Pointing records

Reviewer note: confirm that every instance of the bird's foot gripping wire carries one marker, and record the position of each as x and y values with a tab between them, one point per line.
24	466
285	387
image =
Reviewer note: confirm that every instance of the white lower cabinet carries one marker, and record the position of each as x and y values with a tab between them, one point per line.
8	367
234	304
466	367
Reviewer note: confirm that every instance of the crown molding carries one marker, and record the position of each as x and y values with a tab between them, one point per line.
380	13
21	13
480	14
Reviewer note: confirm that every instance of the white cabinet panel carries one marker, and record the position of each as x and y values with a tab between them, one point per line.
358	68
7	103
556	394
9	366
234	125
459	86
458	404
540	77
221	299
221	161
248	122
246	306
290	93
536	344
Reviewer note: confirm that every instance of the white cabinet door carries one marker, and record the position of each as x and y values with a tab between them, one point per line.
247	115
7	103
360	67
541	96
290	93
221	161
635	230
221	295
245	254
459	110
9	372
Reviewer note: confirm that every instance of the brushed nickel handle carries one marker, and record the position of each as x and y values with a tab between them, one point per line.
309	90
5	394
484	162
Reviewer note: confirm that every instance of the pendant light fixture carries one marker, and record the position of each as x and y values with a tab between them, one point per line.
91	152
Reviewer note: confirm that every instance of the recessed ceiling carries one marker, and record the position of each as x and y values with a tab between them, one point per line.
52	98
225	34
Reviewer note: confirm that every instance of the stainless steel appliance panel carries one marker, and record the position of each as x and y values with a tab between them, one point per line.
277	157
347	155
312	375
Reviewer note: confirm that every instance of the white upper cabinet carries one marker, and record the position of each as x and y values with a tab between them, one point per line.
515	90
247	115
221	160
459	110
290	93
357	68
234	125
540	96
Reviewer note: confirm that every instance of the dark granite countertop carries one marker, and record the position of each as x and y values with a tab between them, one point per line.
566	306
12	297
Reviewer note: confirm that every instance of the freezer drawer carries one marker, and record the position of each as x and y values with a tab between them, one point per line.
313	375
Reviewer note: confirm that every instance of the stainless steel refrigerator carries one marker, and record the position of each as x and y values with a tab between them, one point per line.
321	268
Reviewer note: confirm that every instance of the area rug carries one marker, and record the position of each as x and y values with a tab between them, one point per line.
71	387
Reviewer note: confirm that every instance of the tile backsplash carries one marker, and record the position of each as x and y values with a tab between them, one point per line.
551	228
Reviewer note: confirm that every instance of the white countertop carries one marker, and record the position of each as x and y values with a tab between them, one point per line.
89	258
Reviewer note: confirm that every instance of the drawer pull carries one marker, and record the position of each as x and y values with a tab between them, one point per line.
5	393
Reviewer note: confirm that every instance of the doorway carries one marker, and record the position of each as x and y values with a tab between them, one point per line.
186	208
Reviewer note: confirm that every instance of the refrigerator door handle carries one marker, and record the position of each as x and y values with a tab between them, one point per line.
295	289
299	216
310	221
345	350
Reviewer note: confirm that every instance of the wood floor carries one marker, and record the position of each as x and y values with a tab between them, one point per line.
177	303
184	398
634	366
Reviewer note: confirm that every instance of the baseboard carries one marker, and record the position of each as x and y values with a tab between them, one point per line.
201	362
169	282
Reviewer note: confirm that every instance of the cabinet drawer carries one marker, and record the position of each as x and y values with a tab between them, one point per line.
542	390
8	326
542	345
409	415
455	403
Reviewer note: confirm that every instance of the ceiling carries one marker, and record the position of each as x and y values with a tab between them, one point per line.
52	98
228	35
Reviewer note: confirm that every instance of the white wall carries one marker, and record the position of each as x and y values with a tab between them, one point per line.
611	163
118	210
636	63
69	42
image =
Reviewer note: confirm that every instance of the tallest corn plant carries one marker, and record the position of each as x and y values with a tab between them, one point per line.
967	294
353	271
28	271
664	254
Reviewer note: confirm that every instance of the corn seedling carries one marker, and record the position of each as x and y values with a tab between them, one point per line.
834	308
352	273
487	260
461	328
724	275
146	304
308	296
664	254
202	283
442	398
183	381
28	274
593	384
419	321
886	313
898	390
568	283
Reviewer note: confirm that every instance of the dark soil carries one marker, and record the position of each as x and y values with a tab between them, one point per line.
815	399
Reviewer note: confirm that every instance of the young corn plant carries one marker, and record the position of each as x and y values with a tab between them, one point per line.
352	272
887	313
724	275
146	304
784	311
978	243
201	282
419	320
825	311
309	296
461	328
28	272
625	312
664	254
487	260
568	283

*Challenge*
Retype the entries exactly, including every line.

*Final result*
Reviewer note: confirm that every instance of the bird's foot gripping wire carries one marker, and record the position of each as x and y values with a tab between them, one point per line.
24	466
285	387
image =
Reviewer note: confirm that every instance of the white lower cabinet carries one marker, and record the position of each as x and y values with a tab between them, one point per line.
8	367
234	304
466	367
Reviewer note: confirm that every instance of the crown molding carries one marker, and record the position of each as x and y values with a tab between them, one point per line.
380	13
21	13
480	14
Reviewer note: confirm that every instance of the white cabinet panel carries one marker, and record the position of each as x and y values with a tab between them, one point per line.
358	68
7	103
556	394
9	366
234	125
459	86
458	404
540	77
221	299
221	161
248	122
246	306
290	93
536	344
Reviewer note: confirm that every instance of the white cabinet door carries one marker, and record the position of each as x and y values with a tab between them, one point per line.
247	115
7	103
360	67
541	96
290	93
221	161
635	230
221	295
245	254
459	110
9	372
Reviewer note: confirm that every instance of the brushed nickel handle carries one marker, and record the position of each as x and y values with a tab between them, one point per line.
309	90
5	394
484	162
Reviewer note: confirm that every instance of the pendant light fixture carries one marker, and record the position of each as x and y values with a tab between them, one point per line.
91	152
Reviewer note: confirm that every instance of the recessed ceiling carries one marker, and record the position of each as x and y values with a tab between them, one point per line.
52	98
225	34
Reviewer note: confirm that every instance of the stainless steel appliance panel carries one marker, and record the position of each as x and y values with a tab between them, one point per line.
277	157
347	155
312	375
Reviewer note: confirm that every instance of the white upper cabinet carries one marker, and record the position of each as x and y values with a tab between them, one point per line.
515	90
247	115
221	160
459	110
290	93
357	68
234	125
540	96
Reviewer note: confirm that every instance of the dark granite countertop carries one marker, and record the position of each as x and y values with a tab between them, one point per line.
566	306
12	297
Reviewer note: confirm that every instance of the freezer drawer carries one marker, and record the position of each as x and y values with a tab between them, one point per line.
313	375
Reviewer note: confirm that every instance of the stainless steel refrigerator carries one marker, and record the position of each as x and y values with a tab between them, one point per line.
321	268
Reviewer note: confirm that every instance of the area rug carries one marker, and record the position of each as x and y values with a tab between them, one point per line.
71	387
Reviewer note: confirm that every instance of the tile backsplash carries one marker, and record the position of each as x and y values with a tab between them, one point per line.
551	228
Reviewer note: confirm that every instance of the white countertop carries one marker, and record the position of each as x and y values with a tab between them, one point per line.
89	258
Reviewer note: confirm that every instance of the drawer pull carries one marker, and record the position of each as x and y values with a tab between them, one point per line.
5	393
Reviewer note: confirm that every instance of the doorway carries one marker, and record the position of each as x and y values with a tab between them, one point per line.
186	208
Reviewer note: confirm that every instance of the refrigerator door handle carries one marker, and record the position of each as x and y values with a tab between them, one point per line.
295	289
299	216
310	221
345	350
Reviewer note: confirm that every instance of the wood floor carries one marker, and record the position of each as x and y values with a tab between them, one point per line.
177	303
184	398
634	366
Reviewer note: confirm that every instance of the baseboard carries one marker, and record the position of each as x and y values with a tab between them, one point per line.
201	362
169	282
Reviewer note: confirm that every instance of the cabinet drawer carries one marker, and record the position of each as x and y values with a tab between them, one point per line.
542	390
8	326
542	345
409	415
455	403
Reviewer note: confirm that every instance of the ceiling carries one marker, and record the position of each as x and y values with a tab between them, one point per line.
52	98
228	35
Reviewer note: confirm that every instance of the white wall carries one marker, and record the position of each as x and y values with a tab between them, one point per line.
611	163
118	210
636	63
69	42
image =
Reviewer note: confirm that every instance of the tallest corn plant carries one marker, and record the position of each as x and y values with a tab between them, one point per line.
967	294
353	271
28	271
664	254
Reviewer note: confirm that every instance of the corn seedling carries one marker, and record the position of each as x and y values with a tab between them, one point per line.
834	308
352	273
487	260
461	328
724	275
146	304
308	296
664	254
202	283
442	398
183	381
28	274
593	384
419	321
886	313
898	390
568	283
Reviewer note: confirm that every instance of the dark soil carries one marker, and record the position of each as x and y values with a tab between them, one point per line.
815	399
Reviewer note: confirm that every instance of the young corn plant carries one marker, and record the position of each as x and y values with a tab between them, one point per line.
352	272
887	313
724	275
146	304
784	311
978	243
201	282
419	320
825	311
309	296
461	328
28	272
625	312
664	254
487	260
568	283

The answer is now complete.